» What you have to do
Could you copy out every line of the data where the word "region" occurs?

» Given data
★ ★ ★ ★ ★ ★ ★

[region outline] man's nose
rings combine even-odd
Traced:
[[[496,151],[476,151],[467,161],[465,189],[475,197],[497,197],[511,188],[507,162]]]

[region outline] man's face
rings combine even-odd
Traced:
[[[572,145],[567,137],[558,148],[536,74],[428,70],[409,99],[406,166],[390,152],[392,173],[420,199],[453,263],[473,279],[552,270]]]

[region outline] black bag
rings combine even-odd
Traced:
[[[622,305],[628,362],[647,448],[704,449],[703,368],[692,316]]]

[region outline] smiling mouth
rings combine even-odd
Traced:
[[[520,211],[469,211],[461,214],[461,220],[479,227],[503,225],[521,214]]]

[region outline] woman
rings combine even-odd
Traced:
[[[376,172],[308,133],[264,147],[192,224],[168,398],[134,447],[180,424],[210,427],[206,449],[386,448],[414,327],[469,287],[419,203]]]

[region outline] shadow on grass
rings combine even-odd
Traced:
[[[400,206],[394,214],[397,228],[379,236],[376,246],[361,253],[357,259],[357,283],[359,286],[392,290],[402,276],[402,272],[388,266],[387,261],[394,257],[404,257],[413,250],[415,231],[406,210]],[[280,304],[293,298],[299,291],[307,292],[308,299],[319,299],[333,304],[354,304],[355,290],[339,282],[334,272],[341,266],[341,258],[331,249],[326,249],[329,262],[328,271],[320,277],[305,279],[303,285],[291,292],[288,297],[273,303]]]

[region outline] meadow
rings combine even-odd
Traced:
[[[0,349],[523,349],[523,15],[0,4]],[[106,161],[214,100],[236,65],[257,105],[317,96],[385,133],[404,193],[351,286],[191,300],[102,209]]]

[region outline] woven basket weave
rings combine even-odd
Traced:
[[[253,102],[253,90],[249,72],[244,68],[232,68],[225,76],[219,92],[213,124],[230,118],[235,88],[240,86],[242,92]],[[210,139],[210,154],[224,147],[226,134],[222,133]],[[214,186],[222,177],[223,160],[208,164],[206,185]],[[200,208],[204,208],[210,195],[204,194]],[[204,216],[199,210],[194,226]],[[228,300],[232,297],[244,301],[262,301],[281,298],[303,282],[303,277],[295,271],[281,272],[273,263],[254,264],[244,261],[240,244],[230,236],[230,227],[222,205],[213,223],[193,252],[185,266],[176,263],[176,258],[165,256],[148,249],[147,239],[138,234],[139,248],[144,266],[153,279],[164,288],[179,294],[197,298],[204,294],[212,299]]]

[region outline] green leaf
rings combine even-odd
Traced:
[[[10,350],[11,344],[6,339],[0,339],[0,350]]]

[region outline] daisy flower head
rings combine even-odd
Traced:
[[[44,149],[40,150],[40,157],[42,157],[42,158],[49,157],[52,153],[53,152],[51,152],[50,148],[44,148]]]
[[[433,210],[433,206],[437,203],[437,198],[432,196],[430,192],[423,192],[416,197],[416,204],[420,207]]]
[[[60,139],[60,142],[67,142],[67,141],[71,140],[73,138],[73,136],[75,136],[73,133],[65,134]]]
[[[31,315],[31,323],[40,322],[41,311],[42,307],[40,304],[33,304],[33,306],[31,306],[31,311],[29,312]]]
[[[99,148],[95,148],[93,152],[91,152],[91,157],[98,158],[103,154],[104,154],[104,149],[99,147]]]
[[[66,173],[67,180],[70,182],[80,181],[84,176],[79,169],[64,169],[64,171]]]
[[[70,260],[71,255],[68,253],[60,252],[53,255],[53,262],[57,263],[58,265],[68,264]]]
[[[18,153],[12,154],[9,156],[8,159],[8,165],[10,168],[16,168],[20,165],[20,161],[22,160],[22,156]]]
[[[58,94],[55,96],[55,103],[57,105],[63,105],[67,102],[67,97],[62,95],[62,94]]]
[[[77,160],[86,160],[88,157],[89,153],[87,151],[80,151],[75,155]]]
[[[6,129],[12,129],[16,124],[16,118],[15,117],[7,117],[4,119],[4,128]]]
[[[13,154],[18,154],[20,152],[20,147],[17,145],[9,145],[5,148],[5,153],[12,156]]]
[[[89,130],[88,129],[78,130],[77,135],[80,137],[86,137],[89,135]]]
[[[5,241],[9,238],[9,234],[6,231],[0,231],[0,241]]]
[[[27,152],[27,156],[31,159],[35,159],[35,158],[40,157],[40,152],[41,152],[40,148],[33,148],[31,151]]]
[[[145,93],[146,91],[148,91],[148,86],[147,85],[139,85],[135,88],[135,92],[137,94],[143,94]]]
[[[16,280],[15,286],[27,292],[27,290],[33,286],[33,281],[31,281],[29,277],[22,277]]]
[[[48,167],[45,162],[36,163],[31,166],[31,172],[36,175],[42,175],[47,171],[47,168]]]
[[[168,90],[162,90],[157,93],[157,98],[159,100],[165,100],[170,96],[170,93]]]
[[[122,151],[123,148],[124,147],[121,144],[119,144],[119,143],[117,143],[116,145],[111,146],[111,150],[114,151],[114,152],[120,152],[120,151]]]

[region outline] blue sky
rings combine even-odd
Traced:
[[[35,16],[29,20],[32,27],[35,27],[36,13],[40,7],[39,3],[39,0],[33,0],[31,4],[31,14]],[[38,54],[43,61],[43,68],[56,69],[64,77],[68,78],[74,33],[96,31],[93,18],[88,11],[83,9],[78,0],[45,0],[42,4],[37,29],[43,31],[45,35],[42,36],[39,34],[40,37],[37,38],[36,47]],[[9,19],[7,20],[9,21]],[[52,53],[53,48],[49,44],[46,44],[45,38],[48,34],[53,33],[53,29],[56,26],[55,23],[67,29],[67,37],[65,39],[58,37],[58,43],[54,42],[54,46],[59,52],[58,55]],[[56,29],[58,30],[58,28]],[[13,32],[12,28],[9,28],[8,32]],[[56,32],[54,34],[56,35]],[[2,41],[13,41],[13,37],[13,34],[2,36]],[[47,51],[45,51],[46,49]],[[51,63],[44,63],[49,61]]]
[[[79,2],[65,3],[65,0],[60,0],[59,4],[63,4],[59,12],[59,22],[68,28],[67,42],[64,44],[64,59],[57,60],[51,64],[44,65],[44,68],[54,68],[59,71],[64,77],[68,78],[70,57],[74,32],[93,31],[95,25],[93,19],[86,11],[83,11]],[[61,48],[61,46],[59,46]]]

★ ★ ★ ★ ★ ★ ★

» Written solution
[region outline] man's nose
[region outline] man's face
[region outline] black bag
[region outline] smiling mouth
[region outline] woman
[region outline] shadow on grass
[region outline] meadow
[region outline] woven basket weave
[region outline] green leaf
[region outline] daisy flower head
[region outline] blue sky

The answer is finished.